#### Information shown:
━━━━━━━━━━━━━━━━━━━━

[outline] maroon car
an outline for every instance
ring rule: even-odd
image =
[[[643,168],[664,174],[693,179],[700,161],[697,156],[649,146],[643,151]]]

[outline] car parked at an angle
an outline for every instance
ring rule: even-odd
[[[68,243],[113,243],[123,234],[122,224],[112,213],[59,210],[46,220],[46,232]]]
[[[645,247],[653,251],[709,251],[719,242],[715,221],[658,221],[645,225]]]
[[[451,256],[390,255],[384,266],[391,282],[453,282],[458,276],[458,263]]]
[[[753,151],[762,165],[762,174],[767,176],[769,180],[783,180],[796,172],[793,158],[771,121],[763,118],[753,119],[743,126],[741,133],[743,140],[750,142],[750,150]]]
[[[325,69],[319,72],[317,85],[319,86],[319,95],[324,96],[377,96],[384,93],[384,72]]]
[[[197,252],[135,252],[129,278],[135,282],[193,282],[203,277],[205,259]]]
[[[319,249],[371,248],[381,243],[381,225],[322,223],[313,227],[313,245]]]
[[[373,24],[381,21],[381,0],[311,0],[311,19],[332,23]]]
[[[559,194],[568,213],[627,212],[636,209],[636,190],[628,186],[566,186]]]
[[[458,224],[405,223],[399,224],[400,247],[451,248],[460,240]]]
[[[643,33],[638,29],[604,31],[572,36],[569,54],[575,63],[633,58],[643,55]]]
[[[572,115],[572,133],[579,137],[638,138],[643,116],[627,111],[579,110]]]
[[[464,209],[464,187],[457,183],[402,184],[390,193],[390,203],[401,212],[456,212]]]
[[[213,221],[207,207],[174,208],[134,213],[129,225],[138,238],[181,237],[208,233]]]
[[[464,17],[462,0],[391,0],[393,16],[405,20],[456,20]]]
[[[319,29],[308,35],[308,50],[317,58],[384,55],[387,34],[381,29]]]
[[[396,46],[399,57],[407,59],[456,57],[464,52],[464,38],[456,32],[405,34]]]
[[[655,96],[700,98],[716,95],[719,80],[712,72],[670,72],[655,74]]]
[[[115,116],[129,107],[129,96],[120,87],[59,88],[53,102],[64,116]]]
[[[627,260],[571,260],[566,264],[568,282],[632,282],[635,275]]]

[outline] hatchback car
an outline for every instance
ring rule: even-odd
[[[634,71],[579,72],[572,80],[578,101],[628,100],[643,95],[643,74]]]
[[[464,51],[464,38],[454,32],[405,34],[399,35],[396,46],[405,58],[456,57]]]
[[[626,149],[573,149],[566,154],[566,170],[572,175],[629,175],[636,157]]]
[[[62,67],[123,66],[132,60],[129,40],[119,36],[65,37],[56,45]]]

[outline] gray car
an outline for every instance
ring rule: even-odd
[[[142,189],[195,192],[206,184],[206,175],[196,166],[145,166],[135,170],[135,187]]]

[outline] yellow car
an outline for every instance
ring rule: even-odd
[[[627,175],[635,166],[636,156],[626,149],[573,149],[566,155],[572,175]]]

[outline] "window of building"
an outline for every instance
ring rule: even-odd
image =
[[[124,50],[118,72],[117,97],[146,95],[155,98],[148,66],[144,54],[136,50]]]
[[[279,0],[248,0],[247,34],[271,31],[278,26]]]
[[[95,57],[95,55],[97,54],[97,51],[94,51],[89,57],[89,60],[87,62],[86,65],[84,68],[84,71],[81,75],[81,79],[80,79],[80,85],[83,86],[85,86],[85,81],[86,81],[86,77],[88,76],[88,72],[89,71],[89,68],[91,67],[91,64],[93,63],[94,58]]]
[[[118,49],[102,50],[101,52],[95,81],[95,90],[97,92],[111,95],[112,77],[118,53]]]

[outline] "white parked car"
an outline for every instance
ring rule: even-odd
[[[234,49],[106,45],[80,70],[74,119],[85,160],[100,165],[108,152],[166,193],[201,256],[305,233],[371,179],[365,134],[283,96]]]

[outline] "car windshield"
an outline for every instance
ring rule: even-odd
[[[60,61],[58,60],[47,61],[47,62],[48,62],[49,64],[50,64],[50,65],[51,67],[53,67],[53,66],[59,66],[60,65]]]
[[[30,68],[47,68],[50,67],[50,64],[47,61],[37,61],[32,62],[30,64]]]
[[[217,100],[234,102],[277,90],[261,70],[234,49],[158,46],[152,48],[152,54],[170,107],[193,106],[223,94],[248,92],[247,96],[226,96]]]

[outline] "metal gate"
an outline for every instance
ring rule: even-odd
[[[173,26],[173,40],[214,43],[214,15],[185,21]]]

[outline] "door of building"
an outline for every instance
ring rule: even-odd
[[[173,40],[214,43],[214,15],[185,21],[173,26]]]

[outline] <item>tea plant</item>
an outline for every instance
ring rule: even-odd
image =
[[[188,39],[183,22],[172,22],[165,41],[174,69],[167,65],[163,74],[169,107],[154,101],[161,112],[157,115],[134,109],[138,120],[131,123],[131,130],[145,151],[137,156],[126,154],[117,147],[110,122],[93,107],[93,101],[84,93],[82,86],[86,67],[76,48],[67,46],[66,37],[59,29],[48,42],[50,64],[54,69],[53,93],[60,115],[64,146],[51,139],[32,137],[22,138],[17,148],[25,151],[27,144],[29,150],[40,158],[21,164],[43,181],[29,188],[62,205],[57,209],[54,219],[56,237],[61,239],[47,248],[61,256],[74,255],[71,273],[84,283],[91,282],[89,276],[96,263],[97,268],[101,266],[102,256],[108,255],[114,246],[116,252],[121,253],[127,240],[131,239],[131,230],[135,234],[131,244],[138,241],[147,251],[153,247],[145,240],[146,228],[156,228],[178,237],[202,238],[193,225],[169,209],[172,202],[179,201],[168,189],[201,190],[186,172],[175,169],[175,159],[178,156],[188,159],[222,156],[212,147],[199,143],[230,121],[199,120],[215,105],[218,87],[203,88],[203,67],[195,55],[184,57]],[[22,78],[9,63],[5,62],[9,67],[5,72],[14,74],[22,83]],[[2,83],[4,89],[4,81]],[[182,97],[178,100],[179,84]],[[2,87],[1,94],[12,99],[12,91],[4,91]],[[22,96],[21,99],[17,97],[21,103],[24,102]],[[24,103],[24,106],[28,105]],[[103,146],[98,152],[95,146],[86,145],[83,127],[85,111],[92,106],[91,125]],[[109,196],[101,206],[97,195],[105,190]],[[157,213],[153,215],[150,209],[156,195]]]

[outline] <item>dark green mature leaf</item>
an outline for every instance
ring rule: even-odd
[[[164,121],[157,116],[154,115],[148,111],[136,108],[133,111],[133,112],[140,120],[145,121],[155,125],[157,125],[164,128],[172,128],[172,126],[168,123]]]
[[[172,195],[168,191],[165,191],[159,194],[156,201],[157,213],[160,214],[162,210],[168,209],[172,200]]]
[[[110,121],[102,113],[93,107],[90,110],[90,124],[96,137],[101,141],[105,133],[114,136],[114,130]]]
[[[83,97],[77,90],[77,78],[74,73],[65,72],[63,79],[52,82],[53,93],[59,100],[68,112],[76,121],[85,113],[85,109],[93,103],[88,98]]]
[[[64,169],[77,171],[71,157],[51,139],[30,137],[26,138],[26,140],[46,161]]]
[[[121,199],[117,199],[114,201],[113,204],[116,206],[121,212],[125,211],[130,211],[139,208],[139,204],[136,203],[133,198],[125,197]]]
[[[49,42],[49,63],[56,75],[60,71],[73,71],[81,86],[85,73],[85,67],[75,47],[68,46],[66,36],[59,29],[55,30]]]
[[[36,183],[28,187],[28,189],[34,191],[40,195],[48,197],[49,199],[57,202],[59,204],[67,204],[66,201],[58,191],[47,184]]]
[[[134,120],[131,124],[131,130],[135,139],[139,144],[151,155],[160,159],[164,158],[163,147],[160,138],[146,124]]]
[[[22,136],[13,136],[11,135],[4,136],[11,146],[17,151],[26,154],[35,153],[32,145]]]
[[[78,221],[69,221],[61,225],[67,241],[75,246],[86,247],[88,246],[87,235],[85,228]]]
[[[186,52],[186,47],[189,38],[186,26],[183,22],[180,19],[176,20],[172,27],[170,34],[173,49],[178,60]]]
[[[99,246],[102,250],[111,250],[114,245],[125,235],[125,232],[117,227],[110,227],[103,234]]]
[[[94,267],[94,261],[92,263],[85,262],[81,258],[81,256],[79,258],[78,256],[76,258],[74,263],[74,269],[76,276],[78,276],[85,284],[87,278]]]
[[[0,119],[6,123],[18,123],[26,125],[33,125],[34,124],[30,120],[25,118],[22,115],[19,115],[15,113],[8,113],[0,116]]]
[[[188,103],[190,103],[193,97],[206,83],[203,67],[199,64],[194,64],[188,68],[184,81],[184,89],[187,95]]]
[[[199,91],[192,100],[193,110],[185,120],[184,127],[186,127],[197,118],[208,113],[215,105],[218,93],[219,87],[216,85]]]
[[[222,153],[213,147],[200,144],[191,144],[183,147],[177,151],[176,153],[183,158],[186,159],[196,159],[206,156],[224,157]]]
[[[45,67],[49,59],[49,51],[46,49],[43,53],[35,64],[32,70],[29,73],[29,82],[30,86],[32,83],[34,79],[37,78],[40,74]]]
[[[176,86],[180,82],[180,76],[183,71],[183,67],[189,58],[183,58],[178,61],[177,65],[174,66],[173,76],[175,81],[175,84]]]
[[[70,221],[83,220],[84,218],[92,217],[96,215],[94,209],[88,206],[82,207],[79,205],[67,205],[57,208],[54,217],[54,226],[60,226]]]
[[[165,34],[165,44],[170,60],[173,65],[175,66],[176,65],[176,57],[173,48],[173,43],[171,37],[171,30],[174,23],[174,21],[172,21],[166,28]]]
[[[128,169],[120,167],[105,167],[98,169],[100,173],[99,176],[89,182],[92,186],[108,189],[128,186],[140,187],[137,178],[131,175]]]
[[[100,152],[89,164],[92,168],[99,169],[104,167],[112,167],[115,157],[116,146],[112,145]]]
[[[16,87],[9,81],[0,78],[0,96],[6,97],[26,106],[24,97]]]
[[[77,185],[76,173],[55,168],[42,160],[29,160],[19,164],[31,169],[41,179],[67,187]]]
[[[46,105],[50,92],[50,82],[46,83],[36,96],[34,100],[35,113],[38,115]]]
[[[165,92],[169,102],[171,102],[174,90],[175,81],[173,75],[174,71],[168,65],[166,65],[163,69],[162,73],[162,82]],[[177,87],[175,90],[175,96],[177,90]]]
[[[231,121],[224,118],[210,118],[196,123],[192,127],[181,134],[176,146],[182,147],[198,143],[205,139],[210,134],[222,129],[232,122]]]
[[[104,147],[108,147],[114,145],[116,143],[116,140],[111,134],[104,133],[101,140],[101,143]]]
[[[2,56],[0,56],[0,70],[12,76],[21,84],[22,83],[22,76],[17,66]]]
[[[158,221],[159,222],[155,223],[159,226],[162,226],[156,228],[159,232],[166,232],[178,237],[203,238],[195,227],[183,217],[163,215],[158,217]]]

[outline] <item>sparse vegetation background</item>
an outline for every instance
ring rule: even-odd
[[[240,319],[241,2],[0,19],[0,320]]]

━━━━━━━━━━━━━━━━━━━━

#### Written exercise:
Write out the lines above from the one containing "[outline] <item>sparse vegetation" through the last, exactly as they are.

#### Task response:
[outline] <item>sparse vegetation background</item>
an outline for every instance
ring rule: even-odd
[[[240,319],[241,2],[0,19],[0,320]]]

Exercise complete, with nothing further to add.